The train stage abstracts away details about training a model based on the data in the feather file. This allows for flexibility in defining a model by providing a single interface (train.py) that can accept input arguments from the command-line for building the model. The output of train.py is written to a text file and the model, as a pickle file, is gpg signed and encrypted for improved security. This step is likely unnecessary when running the webserver on the same machine where the model is generated, but is recommend when uploading the model to a different machine.
The deploy stage will remove the model currently being used by the webserver, and gpg decrypt and verify the new model. The webserver is then restarted and will pick up and use the new model.
Before running the Config File, the web server should be started with docker run -d -p 3000:3000 -v $PWD/data/deploy:/app/data/deploy:ro --name model_server model_server
.
To run the Config File, execute build-magic -C pipeline.yaml -v filename winequality-red_`date "+%Y%m%d%H%M%S"` -v user xxxxx -v server model_server
.
Code¶
build-magic:
- stage:
name: etl
commands:
- execute: curl "http://archive.ics.uci.edu/ml/machine-learning-databases/wine-quality/winequality-red.csv" --output {{ filename }}.csv
label: Download the dataset
- execute: python3 etl.py {{ filename }}.csv
label: Convert the dataset to Arrow
- execute: mv {{ filename }}.feather data/input
- execute: rm {{ filename }}.csv
- stage:
name: train
commands:
- execute: python3 train.py data/input/{{ filename }}.feather 0.1 0.1 > data/stats/{{ filename }}.stats
label: Train the model
- execute: mv {{ filename }}.pickle data/models/{{ filename }}.pickle
- execute: gpg --output data/models/{{ filename }}.sig -se -r {{ user }} data/models/{{ filename }}.pickle
label: Sign and encrypt the model
- stage:
name: deploy
commands:
- execute: rm -f data/deploy/*
- execute: cp data/models/{{ filename }}.sig data/deploy
- execute: gpg --output data/deploy/{{ filename }}.pickle -d data/deploy/{{ filename }}.sig
label: Verify and decrypt the model
- execute: rm data/deploy/{{ filename }}.sig
- execute: docker restart {{ server }}
label: Restart the web server
The Server¶
The webserver has a single endpoint, /predict, which accepts a JSON payload. Each key in the JSON payload corresponds to a field in the winequality-red dataset.
import os
from pathlib import Path
import pickle
from fastapi import FastAPI
import pandas as pd
from pydantic import BaseModel
MODEL_PATH = os.environ.get('MODEL_PATH', '.')
app = FastAPI()

^^^^^^^^^^^^^^^^

Written tasks>
1. In the pipeline write-up, reproduce the part that opens with the words containing "The train stage" and closes with "use the new model.", swapping "webserver" for "model server".
2. Summarize the pipeline write-up in two sentences.
3. In the pipeline write-up, what is the webserver's single endpoint?
The rows play no role here.

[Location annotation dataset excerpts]
^^^^^^^^^^^^^^^^

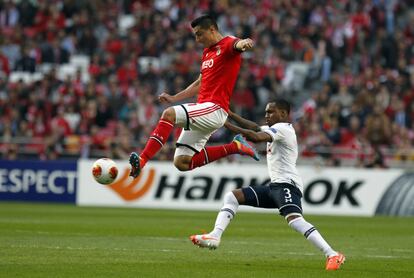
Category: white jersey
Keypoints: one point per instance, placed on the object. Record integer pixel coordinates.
(282, 154)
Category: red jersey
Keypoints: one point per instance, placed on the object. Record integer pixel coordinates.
(219, 69)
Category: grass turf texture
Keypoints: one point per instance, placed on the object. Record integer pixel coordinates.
(45, 240)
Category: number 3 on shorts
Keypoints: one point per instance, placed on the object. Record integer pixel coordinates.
(288, 196)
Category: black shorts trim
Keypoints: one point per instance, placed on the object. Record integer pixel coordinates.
(187, 126)
(187, 146)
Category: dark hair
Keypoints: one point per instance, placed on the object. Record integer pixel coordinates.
(204, 21)
(282, 104)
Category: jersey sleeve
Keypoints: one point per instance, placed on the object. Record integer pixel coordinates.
(232, 45)
(274, 131)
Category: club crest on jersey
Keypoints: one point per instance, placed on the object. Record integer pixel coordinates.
(207, 64)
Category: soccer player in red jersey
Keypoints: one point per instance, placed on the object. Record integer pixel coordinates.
(218, 74)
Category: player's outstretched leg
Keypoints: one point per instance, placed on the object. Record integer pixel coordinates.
(213, 153)
(135, 162)
(335, 262)
(334, 259)
(245, 148)
(225, 215)
(155, 142)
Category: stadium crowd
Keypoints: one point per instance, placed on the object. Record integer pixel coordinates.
(355, 102)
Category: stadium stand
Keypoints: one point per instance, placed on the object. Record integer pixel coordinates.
(80, 78)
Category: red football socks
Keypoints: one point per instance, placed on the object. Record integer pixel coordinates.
(157, 139)
(210, 154)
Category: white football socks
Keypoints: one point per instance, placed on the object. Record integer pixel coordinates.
(305, 228)
(226, 214)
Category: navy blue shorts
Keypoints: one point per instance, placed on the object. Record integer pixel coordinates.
(283, 196)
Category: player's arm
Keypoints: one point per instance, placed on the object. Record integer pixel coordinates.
(244, 45)
(188, 92)
(251, 135)
(244, 123)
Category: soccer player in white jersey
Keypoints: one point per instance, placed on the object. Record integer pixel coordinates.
(285, 189)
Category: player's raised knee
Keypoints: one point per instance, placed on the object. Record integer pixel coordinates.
(181, 165)
(169, 114)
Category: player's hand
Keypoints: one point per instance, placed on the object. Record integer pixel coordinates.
(165, 98)
(245, 44)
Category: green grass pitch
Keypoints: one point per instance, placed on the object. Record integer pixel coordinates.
(45, 240)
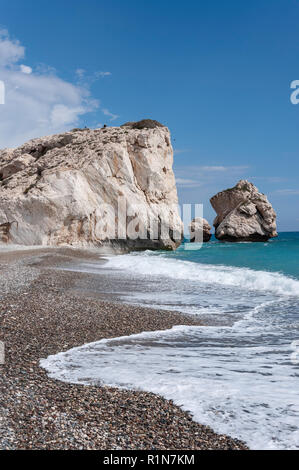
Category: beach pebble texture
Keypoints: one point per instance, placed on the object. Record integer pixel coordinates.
(45, 316)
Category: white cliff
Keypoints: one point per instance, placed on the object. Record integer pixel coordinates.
(92, 187)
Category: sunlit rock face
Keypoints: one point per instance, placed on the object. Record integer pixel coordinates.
(243, 214)
(92, 187)
(200, 230)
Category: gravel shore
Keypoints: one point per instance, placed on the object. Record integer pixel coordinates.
(42, 313)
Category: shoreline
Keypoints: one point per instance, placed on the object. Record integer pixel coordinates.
(49, 315)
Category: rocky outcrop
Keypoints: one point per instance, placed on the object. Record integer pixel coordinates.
(92, 187)
(243, 214)
(200, 230)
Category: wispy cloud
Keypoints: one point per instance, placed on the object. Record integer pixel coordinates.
(37, 101)
(187, 183)
(25, 69)
(112, 116)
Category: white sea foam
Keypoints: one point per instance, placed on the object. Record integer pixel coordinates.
(239, 380)
(244, 391)
(244, 278)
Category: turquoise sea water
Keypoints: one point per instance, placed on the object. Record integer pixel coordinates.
(240, 372)
(279, 254)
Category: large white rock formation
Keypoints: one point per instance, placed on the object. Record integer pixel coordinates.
(92, 187)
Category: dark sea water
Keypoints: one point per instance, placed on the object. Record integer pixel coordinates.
(239, 374)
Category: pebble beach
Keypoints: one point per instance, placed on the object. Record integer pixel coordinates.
(42, 313)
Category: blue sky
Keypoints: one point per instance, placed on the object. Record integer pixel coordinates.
(216, 73)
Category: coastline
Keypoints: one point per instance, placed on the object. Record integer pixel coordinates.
(43, 313)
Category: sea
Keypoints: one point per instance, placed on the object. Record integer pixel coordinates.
(239, 373)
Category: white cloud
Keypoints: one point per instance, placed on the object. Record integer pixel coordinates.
(102, 74)
(36, 103)
(25, 69)
(11, 50)
(288, 192)
(187, 183)
(109, 114)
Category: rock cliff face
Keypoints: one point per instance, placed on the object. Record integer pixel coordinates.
(243, 214)
(200, 229)
(92, 187)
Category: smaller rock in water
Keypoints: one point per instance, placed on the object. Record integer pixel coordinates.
(243, 214)
(200, 230)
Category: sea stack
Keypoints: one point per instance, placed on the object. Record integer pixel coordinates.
(84, 188)
(243, 214)
(200, 230)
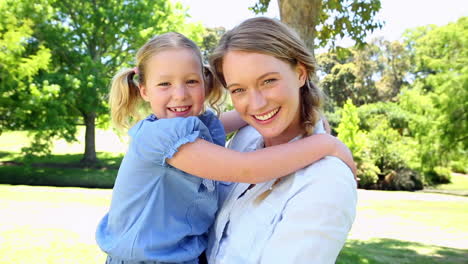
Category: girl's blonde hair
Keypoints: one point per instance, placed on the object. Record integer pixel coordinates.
(125, 99)
(271, 37)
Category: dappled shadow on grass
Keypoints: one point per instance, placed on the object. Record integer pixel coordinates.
(106, 161)
(380, 251)
(62, 170)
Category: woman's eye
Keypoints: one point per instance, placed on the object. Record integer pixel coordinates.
(164, 84)
(269, 81)
(192, 81)
(237, 90)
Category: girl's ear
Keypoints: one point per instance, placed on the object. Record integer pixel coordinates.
(301, 72)
(143, 92)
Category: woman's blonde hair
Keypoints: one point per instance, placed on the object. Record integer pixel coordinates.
(271, 37)
(125, 99)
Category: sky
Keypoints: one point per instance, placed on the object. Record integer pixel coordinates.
(398, 15)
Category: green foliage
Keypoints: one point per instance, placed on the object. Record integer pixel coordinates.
(19, 64)
(368, 74)
(90, 41)
(357, 141)
(210, 41)
(438, 98)
(352, 18)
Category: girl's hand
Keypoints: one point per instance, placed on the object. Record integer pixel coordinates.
(342, 152)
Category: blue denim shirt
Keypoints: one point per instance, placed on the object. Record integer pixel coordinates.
(159, 212)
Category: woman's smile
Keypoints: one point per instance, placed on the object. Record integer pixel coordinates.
(268, 116)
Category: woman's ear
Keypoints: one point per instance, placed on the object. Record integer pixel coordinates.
(301, 72)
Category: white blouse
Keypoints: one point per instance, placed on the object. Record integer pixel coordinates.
(303, 218)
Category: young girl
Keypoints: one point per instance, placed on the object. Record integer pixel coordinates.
(160, 212)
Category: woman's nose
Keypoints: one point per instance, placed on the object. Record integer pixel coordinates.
(257, 101)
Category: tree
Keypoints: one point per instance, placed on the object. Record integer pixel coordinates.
(210, 40)
(439, 93)
(395, 65)
(19, 63)
(350, 74)
(321, 22)
(90, 41)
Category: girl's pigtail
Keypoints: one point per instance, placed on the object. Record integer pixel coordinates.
(124, 99)
(214, 90)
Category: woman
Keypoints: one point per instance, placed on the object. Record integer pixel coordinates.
(306, 216)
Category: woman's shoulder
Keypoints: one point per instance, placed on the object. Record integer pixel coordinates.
(326, 172)
(246, 139)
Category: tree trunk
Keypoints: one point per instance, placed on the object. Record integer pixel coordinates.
(89, 157)
(302, 16)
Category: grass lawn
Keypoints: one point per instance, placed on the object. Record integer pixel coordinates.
(56, 225)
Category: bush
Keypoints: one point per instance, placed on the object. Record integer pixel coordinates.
(439, 175)
(459, 166)
(402, 180)
(368, 175)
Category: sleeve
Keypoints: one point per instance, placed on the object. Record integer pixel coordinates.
(215, 127)
(319, 129)
(159, 140)
(316, 220)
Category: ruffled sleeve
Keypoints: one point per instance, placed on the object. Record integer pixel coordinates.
(215, 127)
(155, 140)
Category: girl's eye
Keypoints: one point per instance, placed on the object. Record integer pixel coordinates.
(269, 81)
(237, 90)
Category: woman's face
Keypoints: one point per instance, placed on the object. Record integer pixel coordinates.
(265, 92)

^^^^^^^^^^^^^^^^

Problem solutions>
1.
The train stage abstracts away details about training a model based on the data in the feather file. This allows for flexibility in defining a model by providing a single interface (train.py) that can accept input arguments from the command-line for building the model. The output of train.py is written to a text file and the model, as a pickle file, is gpg signed and encrypted for improved security. This step is likely unnecessary when running the model server on the same machine where the model is generated, but is recommend when uploading the model to a different machine.
The deploy stage will remove the model currently being used by the model server, and gpg decrypt and verify the new model. The model server is then restarted and will pick up and use the new model.

2. The train stage builds a model from the feather file through train.py, writes the output to a text file, and gpg signs and encrypts the pickled model. The deploy stage then removes the current model, decrypts and verifies the new one, and restarts the webserver, which exposes a single /predict endpoint that accepts a JSON payload keyed to fields of the winequality-red dataset.

3. /predict